● **Trabalho proposto**
Atualize o texto extraído: escreva de novo tudo desde "Fui dar hoje" até "necessidades mais básicas.", substituindo "Facebook" por "Instagram".

Encontro(s) - Cena três: Considerações à volta de um texto

ENCONTRO(S)

 

CENA TRÊS: CONSIDERAÇÕES À VOLTA DE UM TEXTO

 

Fui dar hoje com um interessante texto, no Facebook, na página pessoal de António Tété Pereira. Não resisto de o citar aqui e, depois, de acrescentar uma ou outra nuance sobre o mesmo:

"De todos os lados, e, a todo o instante, os “media” estão a transmitir-nos (massacrar-nos?) com mensagens, que apontam para o grave momento económico, social e político, por que passa o país, e as suas previsíveis consequências negativas, a todos os níveis, que, para muitos, atingirão, mesmo, as suas necessidades mais básicas.

● **Conjunto de itens**
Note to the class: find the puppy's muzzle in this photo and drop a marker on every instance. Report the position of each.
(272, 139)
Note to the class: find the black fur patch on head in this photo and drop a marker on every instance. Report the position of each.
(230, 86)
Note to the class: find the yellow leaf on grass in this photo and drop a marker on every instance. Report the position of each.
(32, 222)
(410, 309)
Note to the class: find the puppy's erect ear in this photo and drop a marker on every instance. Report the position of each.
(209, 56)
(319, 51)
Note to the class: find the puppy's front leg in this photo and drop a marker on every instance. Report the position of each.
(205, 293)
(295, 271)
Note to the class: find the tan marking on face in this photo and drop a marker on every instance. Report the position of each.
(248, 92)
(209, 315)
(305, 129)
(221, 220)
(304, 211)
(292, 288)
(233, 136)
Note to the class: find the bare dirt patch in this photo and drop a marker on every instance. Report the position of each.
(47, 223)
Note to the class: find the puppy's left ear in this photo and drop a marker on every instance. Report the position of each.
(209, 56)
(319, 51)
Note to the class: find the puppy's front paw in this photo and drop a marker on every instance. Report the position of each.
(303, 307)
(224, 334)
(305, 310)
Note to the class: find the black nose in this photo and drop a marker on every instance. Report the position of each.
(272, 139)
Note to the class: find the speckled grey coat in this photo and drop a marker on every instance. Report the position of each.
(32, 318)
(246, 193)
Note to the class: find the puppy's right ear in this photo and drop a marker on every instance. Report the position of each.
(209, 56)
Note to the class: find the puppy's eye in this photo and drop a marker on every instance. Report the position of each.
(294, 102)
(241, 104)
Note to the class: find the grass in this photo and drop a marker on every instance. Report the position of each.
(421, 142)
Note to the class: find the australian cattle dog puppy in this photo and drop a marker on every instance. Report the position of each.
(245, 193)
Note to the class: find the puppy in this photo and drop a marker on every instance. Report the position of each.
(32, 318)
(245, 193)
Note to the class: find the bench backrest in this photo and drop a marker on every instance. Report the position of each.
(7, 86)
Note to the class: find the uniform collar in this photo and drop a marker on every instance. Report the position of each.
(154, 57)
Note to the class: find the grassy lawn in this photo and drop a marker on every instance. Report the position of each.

● **Resposta**
Fui dar hoje com um interessante texto, no Instagram, na página pessoal de António Tété Pereira. Não resisto de o citar aqui e, depois, de acrescentar uma ou outra nuance sobre o mesmo:

"De todos os lados, e, a todo o instante, os “media” estão a transmitir-nos (massacrar-nos?) com mensagens, que apontam para o grave momento económico, social e político, por que passa o país, e as suas previsíveis consequências negativas, a todos os níveis, que, para muitos, atingirão, mesmo, as suas necessidades mais básicas.